- Work task -
Find the line containing "Reviewer note: check that each instance of the chain stay" in the records below. Copy exactly that line and each one after it, ending at the line containing "Reviewer note: check that each instance of the red", and nothing more.

- Data records -
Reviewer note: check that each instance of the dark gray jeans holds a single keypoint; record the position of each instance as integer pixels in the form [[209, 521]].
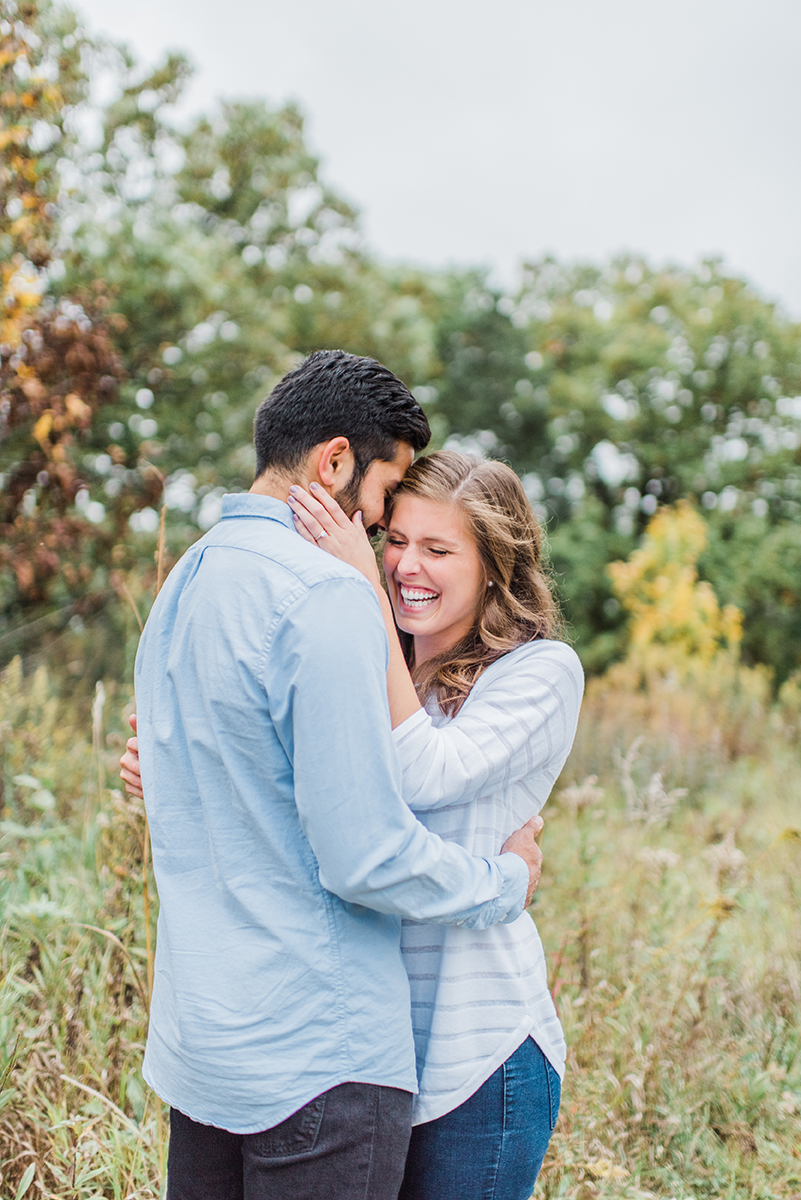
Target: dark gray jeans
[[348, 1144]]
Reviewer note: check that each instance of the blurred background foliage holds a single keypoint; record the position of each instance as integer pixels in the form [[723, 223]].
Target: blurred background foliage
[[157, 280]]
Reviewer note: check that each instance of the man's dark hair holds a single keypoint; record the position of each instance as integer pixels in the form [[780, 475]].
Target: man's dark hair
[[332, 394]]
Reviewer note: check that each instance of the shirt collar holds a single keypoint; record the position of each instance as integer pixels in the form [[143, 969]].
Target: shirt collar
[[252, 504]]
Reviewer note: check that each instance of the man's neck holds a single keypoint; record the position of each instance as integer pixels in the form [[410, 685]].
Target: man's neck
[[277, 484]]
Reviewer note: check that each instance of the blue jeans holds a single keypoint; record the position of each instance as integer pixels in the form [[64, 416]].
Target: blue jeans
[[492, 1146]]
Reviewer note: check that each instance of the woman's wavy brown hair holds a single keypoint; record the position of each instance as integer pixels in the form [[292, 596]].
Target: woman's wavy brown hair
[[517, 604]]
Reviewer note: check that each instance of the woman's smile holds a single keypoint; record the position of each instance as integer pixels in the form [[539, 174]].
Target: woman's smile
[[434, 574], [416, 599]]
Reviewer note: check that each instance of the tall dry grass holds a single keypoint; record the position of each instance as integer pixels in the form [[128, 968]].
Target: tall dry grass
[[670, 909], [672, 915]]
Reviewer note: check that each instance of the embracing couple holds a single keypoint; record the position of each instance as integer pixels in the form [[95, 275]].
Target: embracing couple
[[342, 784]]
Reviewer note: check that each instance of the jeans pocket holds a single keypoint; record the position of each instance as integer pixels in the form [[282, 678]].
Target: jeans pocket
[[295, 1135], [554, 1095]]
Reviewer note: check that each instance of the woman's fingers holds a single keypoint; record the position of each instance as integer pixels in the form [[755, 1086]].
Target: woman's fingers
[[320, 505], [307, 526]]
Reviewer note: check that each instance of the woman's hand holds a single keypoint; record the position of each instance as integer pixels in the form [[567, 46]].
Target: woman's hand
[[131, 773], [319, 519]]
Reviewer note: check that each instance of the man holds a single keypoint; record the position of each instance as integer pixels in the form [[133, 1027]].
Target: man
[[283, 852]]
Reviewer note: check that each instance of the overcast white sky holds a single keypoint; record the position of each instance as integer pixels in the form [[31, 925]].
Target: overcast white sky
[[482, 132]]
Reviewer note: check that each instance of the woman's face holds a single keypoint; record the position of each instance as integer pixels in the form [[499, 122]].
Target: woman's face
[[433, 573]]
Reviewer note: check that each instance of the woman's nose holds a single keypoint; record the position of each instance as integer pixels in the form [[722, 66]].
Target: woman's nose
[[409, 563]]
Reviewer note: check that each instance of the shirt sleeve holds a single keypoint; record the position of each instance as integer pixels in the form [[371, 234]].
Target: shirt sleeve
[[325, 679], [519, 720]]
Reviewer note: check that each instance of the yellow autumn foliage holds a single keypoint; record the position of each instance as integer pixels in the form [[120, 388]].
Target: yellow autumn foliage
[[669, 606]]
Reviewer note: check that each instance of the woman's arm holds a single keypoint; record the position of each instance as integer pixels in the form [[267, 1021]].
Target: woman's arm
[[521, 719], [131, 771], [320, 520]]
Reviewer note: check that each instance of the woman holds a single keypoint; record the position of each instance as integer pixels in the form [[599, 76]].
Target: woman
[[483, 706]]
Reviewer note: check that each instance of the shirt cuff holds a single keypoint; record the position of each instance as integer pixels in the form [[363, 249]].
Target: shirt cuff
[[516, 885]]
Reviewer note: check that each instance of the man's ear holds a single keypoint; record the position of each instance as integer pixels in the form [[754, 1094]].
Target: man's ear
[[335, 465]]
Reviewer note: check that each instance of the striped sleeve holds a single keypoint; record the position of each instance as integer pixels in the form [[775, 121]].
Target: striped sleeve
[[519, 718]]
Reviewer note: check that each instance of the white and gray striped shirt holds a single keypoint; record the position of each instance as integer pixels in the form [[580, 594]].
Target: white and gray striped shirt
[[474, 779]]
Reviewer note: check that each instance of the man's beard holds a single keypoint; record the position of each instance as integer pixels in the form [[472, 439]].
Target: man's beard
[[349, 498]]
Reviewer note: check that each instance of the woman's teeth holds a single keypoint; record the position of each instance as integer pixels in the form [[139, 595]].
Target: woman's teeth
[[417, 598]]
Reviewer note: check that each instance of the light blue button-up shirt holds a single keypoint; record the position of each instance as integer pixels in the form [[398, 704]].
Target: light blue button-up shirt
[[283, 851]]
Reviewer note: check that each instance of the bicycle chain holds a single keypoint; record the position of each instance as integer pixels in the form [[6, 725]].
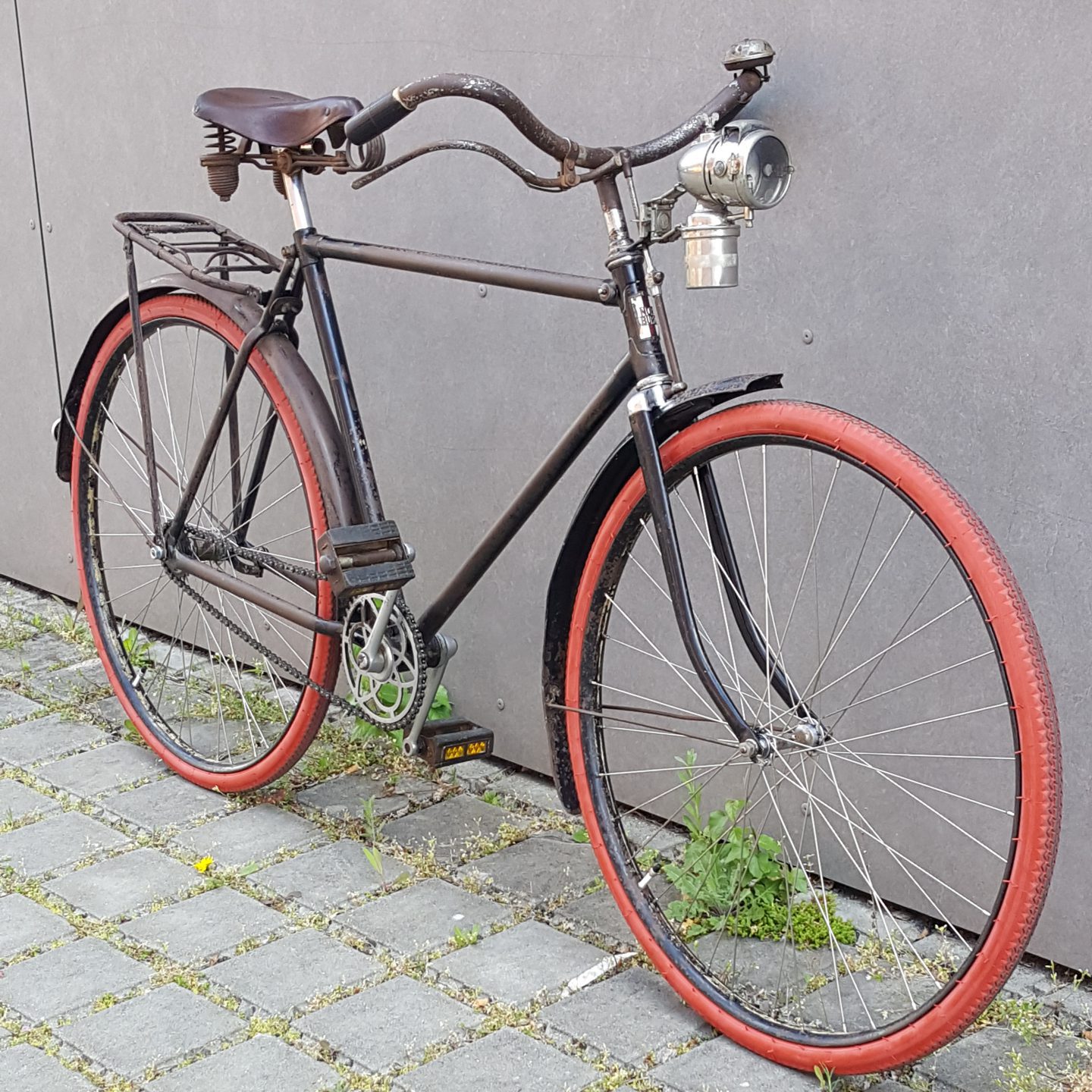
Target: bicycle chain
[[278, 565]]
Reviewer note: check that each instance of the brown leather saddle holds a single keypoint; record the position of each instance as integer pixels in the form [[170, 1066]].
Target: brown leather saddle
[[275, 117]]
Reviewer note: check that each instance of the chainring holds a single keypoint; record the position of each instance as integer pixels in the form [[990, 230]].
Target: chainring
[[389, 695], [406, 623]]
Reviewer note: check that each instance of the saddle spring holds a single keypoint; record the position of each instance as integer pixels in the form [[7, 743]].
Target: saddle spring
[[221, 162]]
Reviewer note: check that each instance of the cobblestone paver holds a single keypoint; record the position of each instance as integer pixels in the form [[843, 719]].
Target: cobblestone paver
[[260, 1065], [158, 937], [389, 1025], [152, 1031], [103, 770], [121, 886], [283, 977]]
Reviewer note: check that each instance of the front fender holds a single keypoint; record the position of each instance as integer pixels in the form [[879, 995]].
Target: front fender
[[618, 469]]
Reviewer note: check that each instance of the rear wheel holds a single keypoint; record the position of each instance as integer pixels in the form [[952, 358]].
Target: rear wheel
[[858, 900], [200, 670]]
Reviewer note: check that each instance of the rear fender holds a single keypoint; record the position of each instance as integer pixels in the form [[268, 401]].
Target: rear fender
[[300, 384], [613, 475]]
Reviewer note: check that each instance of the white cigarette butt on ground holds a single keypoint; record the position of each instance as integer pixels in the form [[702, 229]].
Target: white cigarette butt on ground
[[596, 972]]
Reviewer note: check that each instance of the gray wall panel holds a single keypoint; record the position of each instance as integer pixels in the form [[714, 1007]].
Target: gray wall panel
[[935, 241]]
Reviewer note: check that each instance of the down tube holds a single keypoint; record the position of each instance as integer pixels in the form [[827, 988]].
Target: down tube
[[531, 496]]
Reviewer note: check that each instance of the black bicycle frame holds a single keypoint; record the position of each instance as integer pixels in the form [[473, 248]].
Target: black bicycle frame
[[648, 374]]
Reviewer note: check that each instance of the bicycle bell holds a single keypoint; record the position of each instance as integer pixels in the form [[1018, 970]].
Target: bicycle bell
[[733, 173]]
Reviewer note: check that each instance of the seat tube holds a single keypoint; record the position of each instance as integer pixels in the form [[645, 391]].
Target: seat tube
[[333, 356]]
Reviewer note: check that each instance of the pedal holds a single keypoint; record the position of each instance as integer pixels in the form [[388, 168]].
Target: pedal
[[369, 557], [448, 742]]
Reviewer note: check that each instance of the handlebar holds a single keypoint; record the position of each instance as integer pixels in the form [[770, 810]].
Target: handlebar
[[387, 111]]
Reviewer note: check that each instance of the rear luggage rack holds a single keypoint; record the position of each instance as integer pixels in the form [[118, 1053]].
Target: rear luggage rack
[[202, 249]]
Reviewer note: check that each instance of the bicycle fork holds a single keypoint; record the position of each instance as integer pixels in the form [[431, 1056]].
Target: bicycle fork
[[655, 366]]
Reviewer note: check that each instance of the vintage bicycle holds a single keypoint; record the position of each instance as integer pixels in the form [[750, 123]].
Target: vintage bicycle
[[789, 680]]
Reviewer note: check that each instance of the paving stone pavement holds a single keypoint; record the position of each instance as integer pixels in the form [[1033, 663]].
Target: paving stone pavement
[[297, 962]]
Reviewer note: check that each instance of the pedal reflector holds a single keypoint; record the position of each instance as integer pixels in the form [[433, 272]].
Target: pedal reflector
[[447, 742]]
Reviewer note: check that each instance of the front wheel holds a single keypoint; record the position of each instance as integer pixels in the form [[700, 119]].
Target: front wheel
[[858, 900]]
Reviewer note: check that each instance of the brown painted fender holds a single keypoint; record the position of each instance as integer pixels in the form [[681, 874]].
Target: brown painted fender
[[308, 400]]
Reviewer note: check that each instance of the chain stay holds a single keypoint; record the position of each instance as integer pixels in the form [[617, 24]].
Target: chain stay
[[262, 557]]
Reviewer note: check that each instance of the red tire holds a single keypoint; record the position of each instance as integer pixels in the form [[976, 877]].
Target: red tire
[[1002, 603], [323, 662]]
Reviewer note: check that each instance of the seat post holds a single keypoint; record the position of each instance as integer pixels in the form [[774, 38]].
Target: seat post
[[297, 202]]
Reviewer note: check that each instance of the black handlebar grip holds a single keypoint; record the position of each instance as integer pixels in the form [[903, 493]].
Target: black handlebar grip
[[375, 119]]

- Solved exercise -
Reviewer note: check that each instance of the chain stay holds a single keypoint; record the position of each instance as integer pixels in the form [[617, 24]].
Target: chain stay
[[262, 557]]
Reviewer note: check that each instance of the red tire holds a single keypoint; record the position of each instance as integer pixels in the form [[976, 877]].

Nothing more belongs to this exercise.